[Entries taken from a collection]
## BEGIN
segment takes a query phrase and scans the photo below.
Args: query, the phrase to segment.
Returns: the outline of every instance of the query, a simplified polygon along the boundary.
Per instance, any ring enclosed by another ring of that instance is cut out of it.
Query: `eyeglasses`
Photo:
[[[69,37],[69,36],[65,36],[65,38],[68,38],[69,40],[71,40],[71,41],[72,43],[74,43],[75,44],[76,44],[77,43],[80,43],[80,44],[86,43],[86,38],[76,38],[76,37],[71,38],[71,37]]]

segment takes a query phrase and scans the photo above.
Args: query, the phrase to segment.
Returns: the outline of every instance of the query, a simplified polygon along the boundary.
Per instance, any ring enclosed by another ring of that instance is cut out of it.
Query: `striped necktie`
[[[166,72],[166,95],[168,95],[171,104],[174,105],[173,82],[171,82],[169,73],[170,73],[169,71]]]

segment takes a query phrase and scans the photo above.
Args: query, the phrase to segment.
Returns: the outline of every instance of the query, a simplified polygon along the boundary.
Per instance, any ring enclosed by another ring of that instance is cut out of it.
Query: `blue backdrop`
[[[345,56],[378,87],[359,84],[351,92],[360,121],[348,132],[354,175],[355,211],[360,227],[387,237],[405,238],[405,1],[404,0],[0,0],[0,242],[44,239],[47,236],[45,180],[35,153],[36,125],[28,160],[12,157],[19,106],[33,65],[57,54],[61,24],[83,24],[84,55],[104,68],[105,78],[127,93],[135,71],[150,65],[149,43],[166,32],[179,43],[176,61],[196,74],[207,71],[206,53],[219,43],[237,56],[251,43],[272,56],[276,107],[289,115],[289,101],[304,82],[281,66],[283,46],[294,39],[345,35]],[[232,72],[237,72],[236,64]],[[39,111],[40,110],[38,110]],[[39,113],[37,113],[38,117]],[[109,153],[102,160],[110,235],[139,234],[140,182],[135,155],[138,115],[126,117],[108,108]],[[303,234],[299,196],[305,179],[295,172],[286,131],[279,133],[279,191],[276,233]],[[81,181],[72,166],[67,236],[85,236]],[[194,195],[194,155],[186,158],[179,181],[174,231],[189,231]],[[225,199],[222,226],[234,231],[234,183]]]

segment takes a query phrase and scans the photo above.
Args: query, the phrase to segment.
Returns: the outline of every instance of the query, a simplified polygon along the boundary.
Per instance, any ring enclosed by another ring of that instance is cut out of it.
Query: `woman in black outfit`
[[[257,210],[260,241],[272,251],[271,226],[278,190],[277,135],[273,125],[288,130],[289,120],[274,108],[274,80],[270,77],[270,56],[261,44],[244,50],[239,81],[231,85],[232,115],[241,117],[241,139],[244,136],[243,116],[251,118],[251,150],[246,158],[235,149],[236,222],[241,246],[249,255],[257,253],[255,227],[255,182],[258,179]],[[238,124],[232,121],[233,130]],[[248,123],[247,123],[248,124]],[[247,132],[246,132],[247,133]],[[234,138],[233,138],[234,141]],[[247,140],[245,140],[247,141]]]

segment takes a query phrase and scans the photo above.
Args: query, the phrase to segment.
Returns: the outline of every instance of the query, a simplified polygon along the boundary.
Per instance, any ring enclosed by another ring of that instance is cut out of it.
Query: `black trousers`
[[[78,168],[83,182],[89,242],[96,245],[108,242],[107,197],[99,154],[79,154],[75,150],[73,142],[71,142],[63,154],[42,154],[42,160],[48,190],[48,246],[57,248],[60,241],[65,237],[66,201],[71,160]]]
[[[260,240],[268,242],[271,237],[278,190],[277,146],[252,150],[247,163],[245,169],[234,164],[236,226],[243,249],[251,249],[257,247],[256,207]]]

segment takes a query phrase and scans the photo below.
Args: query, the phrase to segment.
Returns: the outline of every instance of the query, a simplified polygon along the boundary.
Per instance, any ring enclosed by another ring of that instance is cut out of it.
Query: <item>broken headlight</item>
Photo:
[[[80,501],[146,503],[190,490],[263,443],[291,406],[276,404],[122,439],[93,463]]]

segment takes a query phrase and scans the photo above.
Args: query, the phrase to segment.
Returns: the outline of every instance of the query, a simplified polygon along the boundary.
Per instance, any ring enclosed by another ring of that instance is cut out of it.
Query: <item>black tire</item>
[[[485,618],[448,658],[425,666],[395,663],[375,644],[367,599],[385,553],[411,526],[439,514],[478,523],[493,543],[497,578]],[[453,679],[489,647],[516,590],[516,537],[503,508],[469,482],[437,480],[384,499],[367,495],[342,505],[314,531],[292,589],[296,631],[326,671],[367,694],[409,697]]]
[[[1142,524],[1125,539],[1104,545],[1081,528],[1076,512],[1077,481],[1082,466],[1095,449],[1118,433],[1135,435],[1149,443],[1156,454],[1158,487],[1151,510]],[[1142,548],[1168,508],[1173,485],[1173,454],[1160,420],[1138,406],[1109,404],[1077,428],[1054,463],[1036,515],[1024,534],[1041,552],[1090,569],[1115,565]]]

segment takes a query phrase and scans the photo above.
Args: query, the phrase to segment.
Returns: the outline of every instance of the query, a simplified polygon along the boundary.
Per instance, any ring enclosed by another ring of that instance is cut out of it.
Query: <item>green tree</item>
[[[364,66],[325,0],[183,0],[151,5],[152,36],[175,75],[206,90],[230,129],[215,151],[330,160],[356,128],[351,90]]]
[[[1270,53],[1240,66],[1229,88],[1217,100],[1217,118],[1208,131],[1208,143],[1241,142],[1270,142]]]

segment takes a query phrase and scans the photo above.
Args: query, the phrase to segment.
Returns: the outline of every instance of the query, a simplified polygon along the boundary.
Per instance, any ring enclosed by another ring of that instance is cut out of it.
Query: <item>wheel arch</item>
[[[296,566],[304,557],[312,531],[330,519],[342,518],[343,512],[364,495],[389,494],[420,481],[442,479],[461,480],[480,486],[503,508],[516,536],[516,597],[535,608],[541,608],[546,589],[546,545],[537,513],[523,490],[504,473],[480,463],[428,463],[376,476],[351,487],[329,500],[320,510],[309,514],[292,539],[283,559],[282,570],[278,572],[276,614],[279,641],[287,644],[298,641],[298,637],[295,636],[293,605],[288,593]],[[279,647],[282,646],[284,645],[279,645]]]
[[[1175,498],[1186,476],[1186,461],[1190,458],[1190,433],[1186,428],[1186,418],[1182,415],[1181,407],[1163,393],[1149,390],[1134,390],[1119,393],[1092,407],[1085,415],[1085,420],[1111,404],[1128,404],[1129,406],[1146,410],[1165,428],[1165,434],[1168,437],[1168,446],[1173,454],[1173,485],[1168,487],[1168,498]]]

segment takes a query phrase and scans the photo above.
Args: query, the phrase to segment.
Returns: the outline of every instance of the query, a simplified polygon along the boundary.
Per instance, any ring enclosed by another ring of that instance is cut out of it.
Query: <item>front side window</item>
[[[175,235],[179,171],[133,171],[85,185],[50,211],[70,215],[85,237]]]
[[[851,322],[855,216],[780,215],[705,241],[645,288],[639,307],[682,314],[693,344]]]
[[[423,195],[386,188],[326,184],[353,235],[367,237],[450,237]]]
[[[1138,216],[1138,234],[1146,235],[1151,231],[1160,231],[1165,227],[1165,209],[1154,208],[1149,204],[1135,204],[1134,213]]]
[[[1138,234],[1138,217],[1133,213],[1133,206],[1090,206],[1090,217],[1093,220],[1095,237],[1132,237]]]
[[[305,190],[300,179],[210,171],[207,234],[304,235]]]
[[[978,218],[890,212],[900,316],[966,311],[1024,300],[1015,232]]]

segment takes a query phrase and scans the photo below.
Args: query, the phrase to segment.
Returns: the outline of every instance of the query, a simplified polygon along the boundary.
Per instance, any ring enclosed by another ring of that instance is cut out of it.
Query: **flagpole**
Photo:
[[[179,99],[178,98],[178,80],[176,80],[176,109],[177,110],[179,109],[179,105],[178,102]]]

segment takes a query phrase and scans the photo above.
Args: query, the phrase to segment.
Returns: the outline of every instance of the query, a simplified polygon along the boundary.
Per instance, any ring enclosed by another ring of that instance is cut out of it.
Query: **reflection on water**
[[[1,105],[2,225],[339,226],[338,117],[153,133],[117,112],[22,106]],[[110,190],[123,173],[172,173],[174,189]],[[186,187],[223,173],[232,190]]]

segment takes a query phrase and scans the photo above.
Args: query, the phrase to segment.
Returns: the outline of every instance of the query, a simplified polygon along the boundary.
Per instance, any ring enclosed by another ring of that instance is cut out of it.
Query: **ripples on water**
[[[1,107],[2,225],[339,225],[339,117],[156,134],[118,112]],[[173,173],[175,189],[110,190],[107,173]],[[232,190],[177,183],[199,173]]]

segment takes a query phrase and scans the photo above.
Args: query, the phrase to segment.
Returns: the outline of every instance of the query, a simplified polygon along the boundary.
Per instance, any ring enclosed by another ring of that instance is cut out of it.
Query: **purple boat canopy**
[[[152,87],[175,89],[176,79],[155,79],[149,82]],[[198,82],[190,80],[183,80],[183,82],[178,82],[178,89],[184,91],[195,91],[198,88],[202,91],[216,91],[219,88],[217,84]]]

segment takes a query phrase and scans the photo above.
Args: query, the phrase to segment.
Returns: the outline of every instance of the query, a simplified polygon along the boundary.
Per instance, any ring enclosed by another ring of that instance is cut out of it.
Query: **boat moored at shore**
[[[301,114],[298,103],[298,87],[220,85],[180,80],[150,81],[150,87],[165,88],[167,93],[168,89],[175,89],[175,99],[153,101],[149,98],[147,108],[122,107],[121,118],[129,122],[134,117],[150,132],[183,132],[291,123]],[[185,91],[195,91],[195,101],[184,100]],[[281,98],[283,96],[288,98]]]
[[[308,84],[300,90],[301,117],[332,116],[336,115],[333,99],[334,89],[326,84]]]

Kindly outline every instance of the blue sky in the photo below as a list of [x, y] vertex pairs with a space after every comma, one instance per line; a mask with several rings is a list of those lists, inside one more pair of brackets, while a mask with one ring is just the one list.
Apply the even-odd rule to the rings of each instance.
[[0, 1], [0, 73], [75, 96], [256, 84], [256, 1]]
## END
*GIVEN REQUEST*: Return the lines beginning at the one that contains "Kindly outline every" and continuing through the last line of the data, exactly as they stand and without any others.

*ANSWER IN FULL*:
Kindly outline every instance of the blue sky in the photo below as a list of [x, y] vertex pairs with a space after every comma, one instance per line; a mask with several rings is a list of those lists, inside one more pair of brackets, while a mask with one ring is just the one list.
Apply the even-odd rule to the rings of each instance.
[[0, 1], [0, 73], [75, 96], [256, 84], [256, 1]]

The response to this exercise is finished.